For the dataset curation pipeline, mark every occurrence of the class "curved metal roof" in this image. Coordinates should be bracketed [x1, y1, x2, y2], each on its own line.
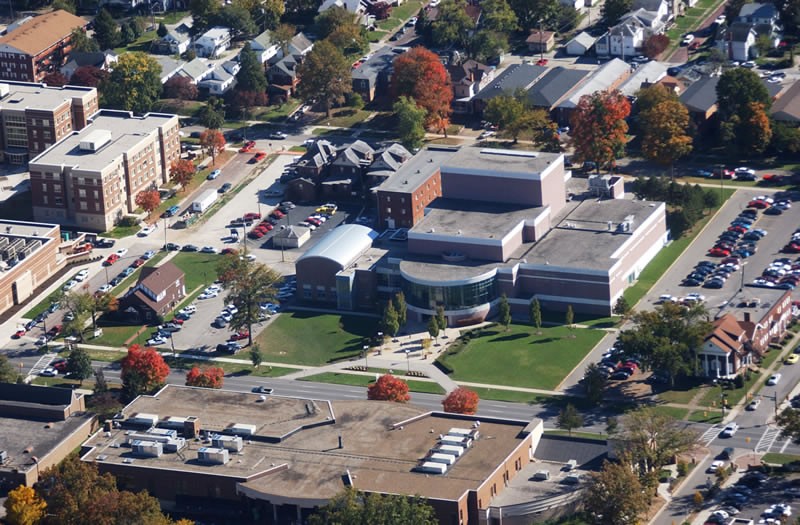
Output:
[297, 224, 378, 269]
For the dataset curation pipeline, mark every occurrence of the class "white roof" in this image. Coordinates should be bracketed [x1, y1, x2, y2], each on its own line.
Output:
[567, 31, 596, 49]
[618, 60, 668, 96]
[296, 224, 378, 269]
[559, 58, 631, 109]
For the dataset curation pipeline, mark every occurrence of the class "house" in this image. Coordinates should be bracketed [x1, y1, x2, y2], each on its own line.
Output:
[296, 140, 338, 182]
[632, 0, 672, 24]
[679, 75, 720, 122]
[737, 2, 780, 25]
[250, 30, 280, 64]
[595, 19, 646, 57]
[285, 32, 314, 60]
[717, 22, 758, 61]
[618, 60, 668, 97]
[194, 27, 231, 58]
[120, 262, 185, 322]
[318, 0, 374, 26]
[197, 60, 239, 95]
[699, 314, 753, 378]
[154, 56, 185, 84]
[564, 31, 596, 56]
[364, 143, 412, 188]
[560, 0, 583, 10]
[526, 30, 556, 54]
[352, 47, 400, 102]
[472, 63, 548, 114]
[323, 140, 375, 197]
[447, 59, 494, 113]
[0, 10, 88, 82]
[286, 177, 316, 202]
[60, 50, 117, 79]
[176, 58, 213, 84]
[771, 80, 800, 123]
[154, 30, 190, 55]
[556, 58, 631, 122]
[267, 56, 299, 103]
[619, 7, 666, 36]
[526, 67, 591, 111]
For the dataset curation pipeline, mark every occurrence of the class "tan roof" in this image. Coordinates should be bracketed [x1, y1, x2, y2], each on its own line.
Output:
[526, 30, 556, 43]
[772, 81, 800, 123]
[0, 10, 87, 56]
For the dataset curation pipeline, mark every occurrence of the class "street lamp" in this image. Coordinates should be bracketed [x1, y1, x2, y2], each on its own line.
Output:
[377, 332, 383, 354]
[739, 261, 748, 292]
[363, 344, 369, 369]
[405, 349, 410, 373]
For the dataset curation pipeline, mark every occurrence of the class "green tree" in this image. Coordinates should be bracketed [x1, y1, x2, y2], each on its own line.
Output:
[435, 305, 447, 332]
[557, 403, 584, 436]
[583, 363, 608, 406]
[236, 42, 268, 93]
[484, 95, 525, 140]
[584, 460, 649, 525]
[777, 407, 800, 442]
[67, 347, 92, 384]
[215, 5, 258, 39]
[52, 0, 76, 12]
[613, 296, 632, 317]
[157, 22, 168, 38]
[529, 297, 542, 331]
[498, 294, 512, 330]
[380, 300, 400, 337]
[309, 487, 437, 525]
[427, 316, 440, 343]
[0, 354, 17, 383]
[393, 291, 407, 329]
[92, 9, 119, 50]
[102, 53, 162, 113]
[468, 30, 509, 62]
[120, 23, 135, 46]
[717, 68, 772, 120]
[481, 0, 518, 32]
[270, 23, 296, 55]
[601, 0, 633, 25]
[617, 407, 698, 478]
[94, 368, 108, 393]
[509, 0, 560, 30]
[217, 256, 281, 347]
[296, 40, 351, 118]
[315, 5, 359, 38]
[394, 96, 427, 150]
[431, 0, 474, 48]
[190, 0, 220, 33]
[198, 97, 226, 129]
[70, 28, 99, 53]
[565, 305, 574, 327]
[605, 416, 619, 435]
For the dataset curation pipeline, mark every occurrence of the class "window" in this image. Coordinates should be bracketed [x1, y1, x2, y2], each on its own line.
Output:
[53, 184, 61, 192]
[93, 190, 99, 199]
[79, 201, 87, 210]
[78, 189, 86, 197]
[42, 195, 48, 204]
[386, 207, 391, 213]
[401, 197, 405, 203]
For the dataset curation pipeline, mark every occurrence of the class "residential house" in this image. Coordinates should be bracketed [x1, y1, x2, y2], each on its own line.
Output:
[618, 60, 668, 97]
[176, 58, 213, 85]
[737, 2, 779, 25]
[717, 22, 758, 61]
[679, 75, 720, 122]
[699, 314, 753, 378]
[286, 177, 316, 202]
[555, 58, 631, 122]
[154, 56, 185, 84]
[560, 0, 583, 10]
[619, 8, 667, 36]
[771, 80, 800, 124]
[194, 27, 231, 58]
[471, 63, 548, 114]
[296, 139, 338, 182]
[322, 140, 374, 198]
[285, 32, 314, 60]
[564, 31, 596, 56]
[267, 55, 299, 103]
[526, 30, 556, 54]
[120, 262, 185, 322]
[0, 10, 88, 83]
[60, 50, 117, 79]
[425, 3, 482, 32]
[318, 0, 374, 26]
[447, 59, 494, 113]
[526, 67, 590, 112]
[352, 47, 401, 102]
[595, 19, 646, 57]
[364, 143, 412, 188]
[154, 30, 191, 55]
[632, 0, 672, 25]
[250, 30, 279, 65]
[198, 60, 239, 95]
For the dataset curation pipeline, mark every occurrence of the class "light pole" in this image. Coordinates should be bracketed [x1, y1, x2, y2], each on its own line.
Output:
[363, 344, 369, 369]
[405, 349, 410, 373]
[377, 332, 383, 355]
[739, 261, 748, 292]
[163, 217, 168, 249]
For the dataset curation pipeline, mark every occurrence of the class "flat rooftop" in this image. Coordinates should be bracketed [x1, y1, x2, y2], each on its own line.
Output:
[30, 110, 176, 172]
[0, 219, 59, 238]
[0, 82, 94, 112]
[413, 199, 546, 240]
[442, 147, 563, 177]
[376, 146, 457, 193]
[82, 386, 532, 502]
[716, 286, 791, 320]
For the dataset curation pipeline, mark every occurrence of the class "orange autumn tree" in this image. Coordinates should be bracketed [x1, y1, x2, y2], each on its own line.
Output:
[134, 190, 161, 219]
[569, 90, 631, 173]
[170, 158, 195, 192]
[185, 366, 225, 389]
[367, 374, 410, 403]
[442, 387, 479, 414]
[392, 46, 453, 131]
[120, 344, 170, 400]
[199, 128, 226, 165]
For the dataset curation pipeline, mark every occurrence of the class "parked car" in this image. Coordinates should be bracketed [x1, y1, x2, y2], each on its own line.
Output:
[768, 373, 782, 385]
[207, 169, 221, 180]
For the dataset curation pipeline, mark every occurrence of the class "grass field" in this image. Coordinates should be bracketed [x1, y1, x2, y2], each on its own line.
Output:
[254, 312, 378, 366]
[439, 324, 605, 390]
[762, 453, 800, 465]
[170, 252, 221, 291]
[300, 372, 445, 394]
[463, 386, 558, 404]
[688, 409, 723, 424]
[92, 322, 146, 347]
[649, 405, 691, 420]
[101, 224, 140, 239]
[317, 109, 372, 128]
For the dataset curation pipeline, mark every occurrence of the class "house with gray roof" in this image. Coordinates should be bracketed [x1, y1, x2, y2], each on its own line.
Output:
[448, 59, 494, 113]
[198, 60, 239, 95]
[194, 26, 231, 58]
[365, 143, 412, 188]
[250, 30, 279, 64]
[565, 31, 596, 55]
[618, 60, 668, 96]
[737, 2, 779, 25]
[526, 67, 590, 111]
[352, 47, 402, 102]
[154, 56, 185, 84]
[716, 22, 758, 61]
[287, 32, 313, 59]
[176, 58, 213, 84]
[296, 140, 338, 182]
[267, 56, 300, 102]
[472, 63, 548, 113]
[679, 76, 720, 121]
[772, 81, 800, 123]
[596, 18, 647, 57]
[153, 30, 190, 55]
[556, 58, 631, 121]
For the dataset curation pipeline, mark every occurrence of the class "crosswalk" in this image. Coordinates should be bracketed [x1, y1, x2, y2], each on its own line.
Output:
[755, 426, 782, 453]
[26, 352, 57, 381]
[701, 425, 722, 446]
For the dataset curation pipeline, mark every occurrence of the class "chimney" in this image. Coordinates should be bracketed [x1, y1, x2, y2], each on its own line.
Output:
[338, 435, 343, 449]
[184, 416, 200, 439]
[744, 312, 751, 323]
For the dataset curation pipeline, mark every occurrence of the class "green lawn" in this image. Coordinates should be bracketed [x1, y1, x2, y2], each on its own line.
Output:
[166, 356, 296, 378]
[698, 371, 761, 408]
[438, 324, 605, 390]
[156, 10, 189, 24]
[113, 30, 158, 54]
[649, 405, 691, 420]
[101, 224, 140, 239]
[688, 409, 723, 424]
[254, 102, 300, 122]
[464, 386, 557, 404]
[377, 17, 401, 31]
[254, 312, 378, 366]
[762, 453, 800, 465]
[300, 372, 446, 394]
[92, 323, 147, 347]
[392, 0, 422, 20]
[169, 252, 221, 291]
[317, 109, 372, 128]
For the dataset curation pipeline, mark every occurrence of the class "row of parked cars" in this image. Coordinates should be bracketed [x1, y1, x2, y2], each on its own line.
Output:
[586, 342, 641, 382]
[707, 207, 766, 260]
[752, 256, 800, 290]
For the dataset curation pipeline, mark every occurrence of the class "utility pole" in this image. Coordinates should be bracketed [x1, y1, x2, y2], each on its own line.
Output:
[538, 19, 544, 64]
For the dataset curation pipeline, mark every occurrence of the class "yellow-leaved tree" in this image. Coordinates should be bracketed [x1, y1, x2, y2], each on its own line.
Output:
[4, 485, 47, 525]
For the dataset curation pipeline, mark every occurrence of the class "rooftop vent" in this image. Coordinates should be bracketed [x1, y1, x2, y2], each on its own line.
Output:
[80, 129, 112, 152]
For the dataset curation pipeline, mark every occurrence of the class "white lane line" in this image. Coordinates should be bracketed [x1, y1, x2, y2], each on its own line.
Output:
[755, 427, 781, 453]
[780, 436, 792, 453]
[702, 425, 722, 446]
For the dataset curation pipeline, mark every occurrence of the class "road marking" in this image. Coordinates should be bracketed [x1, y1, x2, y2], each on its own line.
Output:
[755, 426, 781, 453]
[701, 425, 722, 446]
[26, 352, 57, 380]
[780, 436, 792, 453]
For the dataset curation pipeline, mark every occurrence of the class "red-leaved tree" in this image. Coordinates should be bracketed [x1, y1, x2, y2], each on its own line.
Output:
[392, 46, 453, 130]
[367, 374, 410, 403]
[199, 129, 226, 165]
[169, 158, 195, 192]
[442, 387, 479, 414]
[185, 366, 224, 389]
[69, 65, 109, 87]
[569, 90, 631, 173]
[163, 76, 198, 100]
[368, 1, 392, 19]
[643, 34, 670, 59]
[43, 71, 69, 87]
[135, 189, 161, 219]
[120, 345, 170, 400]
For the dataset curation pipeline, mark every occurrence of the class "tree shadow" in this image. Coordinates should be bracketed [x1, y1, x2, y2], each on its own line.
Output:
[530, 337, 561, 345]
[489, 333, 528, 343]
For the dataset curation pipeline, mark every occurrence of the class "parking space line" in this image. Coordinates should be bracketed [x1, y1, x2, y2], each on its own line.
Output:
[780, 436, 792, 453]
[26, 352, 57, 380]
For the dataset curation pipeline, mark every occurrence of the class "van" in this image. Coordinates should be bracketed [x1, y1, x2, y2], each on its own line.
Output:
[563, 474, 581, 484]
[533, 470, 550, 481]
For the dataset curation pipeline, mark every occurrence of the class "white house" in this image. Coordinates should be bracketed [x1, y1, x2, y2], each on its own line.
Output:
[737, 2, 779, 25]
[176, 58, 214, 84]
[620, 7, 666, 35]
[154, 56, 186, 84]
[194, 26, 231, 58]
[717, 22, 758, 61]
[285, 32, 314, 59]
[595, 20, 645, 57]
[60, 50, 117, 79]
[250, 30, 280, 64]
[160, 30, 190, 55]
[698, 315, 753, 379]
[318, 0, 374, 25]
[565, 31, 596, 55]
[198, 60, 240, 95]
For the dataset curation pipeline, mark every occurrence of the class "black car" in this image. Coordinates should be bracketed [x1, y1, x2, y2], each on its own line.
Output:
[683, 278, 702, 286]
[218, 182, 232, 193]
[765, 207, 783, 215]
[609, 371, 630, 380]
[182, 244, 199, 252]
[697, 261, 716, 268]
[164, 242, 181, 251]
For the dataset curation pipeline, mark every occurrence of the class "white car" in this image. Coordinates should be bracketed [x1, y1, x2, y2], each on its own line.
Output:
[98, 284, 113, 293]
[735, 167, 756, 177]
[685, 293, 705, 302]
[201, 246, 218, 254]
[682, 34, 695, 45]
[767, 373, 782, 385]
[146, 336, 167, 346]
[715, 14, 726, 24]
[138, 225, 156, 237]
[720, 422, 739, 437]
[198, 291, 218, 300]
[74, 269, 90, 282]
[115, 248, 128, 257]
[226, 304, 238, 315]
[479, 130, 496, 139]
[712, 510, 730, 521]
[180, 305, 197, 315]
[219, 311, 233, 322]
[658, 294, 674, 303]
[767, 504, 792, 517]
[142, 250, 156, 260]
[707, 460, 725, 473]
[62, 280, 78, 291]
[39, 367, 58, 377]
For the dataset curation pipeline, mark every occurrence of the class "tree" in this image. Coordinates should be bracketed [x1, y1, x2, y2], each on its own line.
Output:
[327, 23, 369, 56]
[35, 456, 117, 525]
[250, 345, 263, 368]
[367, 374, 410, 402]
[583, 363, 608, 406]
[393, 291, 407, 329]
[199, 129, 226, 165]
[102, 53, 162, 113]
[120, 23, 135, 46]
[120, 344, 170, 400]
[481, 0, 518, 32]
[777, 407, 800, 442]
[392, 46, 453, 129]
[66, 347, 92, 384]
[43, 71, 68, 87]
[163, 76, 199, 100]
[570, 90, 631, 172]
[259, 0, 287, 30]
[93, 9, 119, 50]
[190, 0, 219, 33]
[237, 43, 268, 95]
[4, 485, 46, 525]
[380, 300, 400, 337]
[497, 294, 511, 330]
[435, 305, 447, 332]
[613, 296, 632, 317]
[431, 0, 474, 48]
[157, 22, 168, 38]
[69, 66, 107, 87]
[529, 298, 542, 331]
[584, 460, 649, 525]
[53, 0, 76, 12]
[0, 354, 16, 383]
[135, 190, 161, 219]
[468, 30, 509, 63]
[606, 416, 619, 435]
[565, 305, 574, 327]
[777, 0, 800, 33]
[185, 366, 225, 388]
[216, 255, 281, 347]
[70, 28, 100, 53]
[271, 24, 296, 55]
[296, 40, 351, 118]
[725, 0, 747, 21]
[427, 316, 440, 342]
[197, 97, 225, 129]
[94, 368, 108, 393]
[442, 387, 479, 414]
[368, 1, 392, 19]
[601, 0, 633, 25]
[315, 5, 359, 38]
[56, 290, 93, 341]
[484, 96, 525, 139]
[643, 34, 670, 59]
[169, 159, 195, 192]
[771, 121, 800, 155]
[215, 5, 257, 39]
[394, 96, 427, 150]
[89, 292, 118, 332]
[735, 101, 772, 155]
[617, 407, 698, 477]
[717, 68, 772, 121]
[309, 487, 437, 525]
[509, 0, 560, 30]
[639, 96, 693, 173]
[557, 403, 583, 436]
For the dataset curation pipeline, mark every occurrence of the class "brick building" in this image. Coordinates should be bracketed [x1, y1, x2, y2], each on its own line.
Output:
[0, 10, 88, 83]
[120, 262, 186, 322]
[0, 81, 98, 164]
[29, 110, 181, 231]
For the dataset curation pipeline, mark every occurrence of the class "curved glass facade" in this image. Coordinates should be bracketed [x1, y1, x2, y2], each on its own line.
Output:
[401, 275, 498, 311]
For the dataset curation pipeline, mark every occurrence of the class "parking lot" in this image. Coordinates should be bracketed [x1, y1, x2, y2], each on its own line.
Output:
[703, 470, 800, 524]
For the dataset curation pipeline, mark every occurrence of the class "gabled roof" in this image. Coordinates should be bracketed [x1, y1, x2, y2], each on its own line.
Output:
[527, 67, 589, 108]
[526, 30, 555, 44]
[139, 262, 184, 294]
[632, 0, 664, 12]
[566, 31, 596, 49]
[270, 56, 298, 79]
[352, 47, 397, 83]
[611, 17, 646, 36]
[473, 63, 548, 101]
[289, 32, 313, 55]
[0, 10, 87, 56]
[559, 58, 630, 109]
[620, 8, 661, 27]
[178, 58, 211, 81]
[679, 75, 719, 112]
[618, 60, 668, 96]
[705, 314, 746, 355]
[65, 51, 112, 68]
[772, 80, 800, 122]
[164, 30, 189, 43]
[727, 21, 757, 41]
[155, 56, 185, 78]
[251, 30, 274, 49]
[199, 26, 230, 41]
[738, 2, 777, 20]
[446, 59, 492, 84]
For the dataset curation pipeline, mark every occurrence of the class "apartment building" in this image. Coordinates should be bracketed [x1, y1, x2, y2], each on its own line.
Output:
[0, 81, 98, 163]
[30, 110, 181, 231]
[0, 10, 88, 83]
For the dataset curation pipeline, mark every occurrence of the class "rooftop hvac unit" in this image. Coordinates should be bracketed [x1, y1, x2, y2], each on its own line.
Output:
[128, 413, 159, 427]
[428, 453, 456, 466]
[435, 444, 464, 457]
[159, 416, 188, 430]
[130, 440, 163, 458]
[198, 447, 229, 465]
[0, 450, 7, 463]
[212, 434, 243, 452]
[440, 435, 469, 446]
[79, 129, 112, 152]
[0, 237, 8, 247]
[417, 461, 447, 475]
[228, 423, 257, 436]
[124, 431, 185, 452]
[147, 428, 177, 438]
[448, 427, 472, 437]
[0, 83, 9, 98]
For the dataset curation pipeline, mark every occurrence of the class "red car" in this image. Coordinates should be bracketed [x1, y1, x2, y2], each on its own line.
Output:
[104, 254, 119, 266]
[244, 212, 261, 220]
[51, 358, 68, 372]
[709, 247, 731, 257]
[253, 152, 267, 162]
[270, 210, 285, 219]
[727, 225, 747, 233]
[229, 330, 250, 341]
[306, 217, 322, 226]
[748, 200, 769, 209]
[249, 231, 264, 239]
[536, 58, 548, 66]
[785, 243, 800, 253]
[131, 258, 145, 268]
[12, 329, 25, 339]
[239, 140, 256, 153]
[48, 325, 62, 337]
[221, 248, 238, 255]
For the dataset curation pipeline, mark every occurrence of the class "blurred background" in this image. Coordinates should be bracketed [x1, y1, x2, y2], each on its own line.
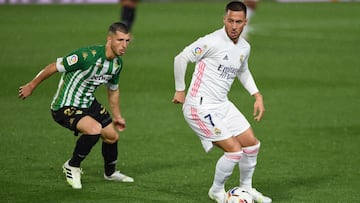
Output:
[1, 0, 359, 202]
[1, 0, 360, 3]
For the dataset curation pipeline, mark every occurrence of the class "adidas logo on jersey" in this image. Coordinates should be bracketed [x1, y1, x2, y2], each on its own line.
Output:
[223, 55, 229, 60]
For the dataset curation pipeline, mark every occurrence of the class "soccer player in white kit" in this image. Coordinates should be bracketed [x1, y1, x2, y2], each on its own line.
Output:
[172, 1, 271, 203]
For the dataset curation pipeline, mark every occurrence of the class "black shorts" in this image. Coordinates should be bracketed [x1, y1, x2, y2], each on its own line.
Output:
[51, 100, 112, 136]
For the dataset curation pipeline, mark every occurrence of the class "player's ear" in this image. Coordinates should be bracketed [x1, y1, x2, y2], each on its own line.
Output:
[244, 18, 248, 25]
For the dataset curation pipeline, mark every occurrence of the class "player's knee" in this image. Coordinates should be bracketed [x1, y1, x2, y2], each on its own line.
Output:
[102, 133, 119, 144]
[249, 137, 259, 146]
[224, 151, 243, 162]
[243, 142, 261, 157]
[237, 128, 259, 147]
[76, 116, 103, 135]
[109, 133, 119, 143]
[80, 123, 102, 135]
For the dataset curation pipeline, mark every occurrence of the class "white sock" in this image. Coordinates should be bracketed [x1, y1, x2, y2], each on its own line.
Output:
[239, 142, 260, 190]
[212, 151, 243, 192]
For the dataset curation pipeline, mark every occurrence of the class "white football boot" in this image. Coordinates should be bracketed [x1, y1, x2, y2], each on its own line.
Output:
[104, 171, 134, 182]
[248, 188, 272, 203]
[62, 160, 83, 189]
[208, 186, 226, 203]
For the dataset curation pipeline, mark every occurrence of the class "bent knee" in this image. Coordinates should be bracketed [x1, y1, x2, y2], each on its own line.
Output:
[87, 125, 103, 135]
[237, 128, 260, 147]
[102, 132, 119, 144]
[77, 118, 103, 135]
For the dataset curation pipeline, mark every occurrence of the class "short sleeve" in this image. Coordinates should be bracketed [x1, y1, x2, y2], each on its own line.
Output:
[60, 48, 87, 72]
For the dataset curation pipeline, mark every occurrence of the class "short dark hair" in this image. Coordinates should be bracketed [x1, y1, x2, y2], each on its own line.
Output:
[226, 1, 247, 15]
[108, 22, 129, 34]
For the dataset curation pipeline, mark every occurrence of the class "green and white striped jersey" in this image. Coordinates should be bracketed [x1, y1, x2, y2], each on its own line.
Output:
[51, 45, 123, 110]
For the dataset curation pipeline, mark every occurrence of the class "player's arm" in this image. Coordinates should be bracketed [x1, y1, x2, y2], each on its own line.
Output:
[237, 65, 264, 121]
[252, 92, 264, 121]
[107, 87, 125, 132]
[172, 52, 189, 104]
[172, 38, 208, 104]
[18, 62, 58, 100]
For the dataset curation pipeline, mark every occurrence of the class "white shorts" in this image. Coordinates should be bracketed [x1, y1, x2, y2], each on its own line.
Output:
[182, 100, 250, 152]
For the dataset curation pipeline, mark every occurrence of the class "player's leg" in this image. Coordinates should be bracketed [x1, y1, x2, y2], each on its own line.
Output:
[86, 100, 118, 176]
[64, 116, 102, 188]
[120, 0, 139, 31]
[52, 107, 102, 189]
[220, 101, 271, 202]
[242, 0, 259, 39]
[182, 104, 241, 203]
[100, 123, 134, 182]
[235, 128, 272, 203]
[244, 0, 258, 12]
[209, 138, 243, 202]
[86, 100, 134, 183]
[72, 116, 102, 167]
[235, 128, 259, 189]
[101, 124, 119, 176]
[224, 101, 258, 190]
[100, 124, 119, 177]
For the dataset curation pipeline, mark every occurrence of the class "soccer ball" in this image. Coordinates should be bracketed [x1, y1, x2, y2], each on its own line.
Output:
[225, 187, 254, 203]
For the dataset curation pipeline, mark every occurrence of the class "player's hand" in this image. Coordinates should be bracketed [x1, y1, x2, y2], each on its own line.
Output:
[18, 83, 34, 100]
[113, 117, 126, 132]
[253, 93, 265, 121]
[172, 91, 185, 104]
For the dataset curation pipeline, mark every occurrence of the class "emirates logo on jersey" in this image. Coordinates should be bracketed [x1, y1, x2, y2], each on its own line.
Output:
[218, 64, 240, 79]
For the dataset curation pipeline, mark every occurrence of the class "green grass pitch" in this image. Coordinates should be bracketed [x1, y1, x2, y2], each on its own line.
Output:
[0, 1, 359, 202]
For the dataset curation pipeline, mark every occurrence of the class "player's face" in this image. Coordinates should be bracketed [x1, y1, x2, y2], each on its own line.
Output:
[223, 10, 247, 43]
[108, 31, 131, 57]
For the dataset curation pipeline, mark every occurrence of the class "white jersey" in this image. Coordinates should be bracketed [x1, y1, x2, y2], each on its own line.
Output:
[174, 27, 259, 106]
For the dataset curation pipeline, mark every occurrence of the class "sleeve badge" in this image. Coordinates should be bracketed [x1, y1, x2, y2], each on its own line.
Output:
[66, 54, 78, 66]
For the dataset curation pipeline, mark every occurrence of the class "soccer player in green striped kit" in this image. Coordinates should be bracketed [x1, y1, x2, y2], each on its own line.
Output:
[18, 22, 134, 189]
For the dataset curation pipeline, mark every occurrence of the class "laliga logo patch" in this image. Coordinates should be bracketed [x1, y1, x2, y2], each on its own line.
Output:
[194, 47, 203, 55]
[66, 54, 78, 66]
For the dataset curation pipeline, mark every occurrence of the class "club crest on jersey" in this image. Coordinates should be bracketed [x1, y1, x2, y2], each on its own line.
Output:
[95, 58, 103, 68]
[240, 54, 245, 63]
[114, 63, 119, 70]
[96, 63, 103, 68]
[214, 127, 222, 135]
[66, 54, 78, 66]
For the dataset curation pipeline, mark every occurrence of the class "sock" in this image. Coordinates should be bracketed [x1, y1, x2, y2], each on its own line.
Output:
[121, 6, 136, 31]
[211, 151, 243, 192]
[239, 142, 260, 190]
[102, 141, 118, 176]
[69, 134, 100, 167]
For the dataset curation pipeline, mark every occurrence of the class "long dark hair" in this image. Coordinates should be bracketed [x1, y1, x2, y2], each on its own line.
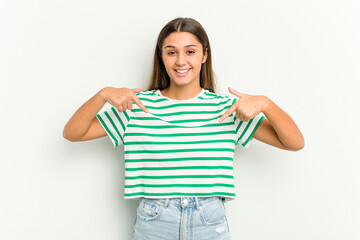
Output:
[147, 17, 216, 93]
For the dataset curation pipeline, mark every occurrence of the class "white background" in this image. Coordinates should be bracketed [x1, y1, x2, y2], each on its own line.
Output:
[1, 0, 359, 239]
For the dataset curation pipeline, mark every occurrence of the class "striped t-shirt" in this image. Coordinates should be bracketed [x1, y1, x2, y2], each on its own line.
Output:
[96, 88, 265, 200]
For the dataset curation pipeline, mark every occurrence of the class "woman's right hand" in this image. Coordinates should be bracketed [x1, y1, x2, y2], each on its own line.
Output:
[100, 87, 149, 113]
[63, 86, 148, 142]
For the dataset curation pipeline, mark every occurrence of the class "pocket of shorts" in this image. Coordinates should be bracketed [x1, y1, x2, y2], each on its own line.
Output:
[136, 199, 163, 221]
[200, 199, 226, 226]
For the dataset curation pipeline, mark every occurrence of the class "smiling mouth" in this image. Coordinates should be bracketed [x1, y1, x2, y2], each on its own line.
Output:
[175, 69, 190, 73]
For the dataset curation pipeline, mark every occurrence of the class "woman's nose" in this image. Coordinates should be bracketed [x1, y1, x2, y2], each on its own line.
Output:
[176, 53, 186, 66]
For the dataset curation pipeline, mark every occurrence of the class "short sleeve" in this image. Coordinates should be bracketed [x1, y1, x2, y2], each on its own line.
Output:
---------------
Locate the lines above that hold the word "white". Show every one of them.

▶ [Answer section]:
For the dataset curation pipeline, mark every occurrence of the class "white roof" in this image. Coordinates should be bracketed [x1, y1, x2, y2], each on its own line.
For the dataset curation pipeline, mark every occurrence of the class "white lane line" in this image. Coordinates should be bracketed [x1, y1, x2, y2], each on its own line.
For the dataset curation pipeline, mark every occurrence of the class "white house" in this image. Coordinates should be bracketed [x1, y1, x2, y2], each on its own line.
For the dataset curation pipeline, mark every occurrence of the class "white car" in this image. Coordinates should be bracketed [x1, y1, x2, y2], each on its own line.
For the dataset curation pipeline, mark every occurrence of the class "soccer player in white kit" in this image. Coordinates should be bracketed [x1, y1, x2, y2], each on its own line.
For the dataset curation pipeline, mark every occurrence of the class "white sock" in this image. Coordinates should be bracketed [x1, y1, x2, y2], each on its own line.
For the dataset curation pipeline, mark every occurrence of the class "white football boot" in this image. Coordinates should be bracketed [x1, y1, x2, y2], each on its own line.
For the dataset curation pipeline, mark every occurrence of the class "green and white striped jersey" in this image. Coordinates should be bracketed [x1, y1, x2, y2], each on its own line.
For the dataset curation pipeline, mark every occurrence of the class "white shorts" in this image. Coordinates should be bracketed [x1, y1, x2, y2], each on its own line.
For the dataset curation pipeline, mark every occurrence of the class "white jersey" in this image. Coordinates should be bracketed [x1, y1, x2, y2], each on its own line.
For the dataset curation pipeline, mark every occurrence of the class "white background" in this image. Coordinates should be bracketed [x1, y1, x2, y2], each on its own line.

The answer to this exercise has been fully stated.